▶ Reading text:
## begin

当 Δt 趋近于零时,Δs/Δt 变为瞬时速度 v。因此,作用在运动物体上的力提供的瞬时功率为 P = Fv,前提是 F 与 v 同方向。
P = Fv
This relationship is useful for analysing constant-power situations, such as a car engine overcoming resistive forces at a steady speed.
该关系对于分析恒定功率情境非常有用,例如汽车发动机在恒定速度下克服阻力的情况。
8. Elastic Potential Energy Stored in a Stretched Spring | 拉伸弹簧中储存的弹性势能
For a spring or a wire obeying Hooke’s law, the force F needed to produce an extension x is directly proportional to x, so F = kx, where k is the spring constant.
对于遵守胡克定律的弹簧或金属丝,产生伸长量 x 所需的力 F 与 x 成正比,即 F = kx,其中 k 为劲度系数。
The work done to stretch the spring is the area under the force–extension graph. Since the graph is a straight line through the origin, the area is a triangle of base x and height kx.
拉伸弹簧所做的功是力—伸长图下的面积。因为图像是一条过原点的直线,该面积是一个底为 x、高为 kx 的三角形。
W = ½ × base × height = ½ × x × kx = ½kx²
This work is stored as elastic potential energy within the spring, provided the elastic limit has not been exceeded.
只要未超过弹性限度,这个功就以弹性势能的形式储存在弹簧中。
Eₑ = ½kx²
9. Young Modulus and its Derivation | 杨氏模量及其推导
The Young modulus E is a measure of the stiffness of a material, defined as the ratio of tensile stress to tensile strain within the Hooke’s law region.
杨氏模量 E 是材料刚度的量度,定义为胡克定律范围内拉伸应力与拉伸应变的比值。
E = tensile stress ÷ tensile strain
Tensile stress is the force F per unit cross-sectional area A, and tensile strain is the extension ΔL divided by the original length L. Substituting these definitions gives the full expression.
拉伸应力是单位横截面积 A 上的力 F,拉伸应变是伸长量 ΔL 除以原始长度 L。代入这些定义可得完整的表达式。
E = (F ÷ A) ÷ (ΔL ÷ L) = (FL) ÷ (AΔL)
This derived formula is particularly useful for calculating the extension of a wire under a known load, and it links the macroscopic deformation to an intrinsic material property.
这一推导出的公式对于计算已知负载下金属丝的伸长量特别有用,并将宏观变形与固有材料属性联系起来。
10. Impulse–Momentum Theorem from Newton’s Second Law | 由牛顿第二定律推导冲量—动量定理
Newton’s second law in its general form states that the resultant force on an object equals the rate of change of its momentum. For constant mass m, this can be written as F = m × a = m × (v – u) ÷ t.

## end

▶ Challenge A: Pull out every line of the entries that contains the string "postbus". Case counts.

[Dataset excerpts on object pointing]

## begin

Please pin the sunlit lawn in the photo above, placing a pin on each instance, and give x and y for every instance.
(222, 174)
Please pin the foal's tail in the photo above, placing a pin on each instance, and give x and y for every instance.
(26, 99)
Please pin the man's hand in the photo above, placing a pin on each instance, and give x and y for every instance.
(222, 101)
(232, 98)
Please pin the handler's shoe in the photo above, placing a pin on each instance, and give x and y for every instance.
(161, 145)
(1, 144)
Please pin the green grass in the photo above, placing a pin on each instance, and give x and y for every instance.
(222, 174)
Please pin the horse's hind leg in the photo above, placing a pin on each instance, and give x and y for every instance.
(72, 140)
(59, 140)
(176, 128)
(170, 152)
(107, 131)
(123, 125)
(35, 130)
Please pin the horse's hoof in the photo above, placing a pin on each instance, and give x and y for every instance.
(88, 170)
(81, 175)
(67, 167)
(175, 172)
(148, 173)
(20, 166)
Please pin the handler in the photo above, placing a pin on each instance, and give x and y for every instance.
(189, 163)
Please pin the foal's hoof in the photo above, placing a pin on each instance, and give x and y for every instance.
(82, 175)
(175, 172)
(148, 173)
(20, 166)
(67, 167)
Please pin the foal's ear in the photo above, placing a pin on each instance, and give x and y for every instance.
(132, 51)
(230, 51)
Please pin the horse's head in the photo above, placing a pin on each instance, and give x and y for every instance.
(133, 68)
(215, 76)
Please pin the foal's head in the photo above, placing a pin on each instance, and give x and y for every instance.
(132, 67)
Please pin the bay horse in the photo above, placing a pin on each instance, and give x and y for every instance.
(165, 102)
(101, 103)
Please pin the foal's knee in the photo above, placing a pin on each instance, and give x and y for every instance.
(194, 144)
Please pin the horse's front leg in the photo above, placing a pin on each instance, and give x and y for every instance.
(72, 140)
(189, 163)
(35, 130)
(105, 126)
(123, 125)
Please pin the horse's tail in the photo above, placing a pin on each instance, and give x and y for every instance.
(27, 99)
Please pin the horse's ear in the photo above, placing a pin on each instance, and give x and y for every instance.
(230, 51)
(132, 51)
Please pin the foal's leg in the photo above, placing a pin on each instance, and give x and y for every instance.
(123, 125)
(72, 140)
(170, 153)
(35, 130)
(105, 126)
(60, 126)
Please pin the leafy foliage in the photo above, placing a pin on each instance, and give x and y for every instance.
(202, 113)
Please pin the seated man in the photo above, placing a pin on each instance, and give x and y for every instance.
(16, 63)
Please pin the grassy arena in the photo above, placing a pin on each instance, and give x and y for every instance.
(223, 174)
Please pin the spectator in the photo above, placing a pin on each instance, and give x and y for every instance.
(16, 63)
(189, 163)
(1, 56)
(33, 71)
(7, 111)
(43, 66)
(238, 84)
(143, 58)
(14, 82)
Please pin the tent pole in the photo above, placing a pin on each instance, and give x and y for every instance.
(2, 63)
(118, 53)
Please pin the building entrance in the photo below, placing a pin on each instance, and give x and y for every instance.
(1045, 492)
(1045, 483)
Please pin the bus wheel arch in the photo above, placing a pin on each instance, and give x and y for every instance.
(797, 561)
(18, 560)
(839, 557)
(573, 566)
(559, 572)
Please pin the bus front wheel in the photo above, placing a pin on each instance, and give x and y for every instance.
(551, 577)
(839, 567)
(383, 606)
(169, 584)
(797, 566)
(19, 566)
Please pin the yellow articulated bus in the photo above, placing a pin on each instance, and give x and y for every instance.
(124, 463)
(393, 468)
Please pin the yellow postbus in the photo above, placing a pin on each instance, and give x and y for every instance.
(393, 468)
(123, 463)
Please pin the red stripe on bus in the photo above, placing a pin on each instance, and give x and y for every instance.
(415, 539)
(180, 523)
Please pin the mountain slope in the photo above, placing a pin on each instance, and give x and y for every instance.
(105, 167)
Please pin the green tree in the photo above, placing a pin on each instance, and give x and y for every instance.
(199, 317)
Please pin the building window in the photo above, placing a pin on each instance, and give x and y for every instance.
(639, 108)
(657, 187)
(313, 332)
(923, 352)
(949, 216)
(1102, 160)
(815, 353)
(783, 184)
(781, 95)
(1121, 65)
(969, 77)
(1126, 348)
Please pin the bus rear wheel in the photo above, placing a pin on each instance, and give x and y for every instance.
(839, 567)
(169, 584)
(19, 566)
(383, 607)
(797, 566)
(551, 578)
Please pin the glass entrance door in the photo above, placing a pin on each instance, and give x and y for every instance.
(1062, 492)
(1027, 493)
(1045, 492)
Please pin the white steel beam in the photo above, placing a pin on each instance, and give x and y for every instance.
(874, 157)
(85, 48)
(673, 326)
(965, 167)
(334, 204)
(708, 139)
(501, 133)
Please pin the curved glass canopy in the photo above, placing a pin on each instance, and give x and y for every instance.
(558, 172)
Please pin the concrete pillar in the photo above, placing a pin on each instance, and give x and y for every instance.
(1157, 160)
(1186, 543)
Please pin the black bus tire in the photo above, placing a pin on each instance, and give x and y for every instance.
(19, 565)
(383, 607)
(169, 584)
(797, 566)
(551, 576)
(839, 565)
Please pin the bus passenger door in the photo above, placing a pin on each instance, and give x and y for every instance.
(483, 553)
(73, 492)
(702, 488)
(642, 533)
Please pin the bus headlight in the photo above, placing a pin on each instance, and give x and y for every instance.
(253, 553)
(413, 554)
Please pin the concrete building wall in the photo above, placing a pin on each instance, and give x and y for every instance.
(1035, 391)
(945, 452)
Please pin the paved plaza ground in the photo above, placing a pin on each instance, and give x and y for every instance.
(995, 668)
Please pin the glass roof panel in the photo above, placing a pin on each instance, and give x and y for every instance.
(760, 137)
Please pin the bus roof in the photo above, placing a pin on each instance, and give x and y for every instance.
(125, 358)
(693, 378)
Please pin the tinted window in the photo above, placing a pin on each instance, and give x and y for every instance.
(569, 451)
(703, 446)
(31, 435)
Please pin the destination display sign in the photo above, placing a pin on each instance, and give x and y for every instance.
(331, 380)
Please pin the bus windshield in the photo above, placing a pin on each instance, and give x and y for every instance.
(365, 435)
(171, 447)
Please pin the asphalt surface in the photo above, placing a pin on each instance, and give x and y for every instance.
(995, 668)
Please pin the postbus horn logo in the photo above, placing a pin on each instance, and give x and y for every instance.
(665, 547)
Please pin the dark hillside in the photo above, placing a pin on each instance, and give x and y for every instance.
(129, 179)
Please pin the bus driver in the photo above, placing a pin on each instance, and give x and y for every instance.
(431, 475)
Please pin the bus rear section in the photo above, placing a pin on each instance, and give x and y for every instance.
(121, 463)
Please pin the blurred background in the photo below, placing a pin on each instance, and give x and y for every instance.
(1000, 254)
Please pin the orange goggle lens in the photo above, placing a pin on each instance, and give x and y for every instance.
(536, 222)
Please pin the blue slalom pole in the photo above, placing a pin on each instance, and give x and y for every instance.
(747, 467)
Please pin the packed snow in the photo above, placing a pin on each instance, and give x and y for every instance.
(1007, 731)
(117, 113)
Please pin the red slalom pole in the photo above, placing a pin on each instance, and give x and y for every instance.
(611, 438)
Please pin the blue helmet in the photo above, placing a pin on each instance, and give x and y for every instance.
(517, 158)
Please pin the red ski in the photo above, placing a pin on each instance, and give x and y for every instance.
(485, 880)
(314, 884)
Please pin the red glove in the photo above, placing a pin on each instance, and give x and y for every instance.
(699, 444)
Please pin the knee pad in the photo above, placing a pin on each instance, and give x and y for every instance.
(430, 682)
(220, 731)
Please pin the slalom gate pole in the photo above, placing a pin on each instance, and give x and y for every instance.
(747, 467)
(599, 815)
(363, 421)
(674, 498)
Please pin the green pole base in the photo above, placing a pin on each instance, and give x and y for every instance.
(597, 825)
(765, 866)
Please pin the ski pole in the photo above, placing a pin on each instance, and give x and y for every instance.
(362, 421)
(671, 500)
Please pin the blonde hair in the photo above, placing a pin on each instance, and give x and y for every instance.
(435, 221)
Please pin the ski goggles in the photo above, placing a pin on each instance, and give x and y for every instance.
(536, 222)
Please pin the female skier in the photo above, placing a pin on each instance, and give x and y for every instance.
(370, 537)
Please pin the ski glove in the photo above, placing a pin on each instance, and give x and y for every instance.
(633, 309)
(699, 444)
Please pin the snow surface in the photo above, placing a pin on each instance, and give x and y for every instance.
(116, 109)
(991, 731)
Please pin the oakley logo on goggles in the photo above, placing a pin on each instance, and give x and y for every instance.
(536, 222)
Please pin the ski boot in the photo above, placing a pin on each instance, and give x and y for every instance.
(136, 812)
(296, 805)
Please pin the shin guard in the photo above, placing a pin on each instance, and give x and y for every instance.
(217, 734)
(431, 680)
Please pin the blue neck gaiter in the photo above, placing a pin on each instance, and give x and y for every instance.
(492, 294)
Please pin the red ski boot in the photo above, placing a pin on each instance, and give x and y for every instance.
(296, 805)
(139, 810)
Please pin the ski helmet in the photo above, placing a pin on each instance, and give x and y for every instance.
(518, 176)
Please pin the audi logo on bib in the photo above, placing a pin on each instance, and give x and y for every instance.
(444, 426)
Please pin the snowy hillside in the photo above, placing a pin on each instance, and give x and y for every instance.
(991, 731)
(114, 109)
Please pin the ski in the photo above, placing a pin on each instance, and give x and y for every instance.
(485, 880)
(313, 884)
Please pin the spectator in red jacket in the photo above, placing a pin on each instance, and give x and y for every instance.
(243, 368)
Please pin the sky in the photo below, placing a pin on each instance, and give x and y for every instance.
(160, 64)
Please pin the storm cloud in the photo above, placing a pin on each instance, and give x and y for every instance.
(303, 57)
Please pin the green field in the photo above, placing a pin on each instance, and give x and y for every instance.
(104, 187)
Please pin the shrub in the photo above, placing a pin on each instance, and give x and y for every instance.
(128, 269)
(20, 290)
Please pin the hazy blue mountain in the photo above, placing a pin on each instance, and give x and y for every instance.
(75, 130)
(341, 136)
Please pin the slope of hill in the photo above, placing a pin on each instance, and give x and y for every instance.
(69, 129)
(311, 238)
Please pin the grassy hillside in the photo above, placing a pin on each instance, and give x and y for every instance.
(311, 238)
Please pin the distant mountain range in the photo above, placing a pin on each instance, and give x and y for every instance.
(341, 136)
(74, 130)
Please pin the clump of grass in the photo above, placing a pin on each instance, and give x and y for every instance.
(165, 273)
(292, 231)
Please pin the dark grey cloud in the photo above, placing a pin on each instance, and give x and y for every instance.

## end

▶ Challenge B: Translate this sentence from the physics text above into Spanish: "This work is stored as elastic potential energy within the spring, provided the elastic limit has not been exceeded."

▶ Correct answer A:
Please pin the yellow postbus in the photo above, placing a pin on each instance, and give x and y for every instance.
Please pin the postbus horn logo in the photo above, placing a pin on each instance, and give x and y for every instance.

▶ Correct answer B: Este trabajo se almacena como energía potencial elástica en el resorte, siempre que no se haya superado el límite elástico.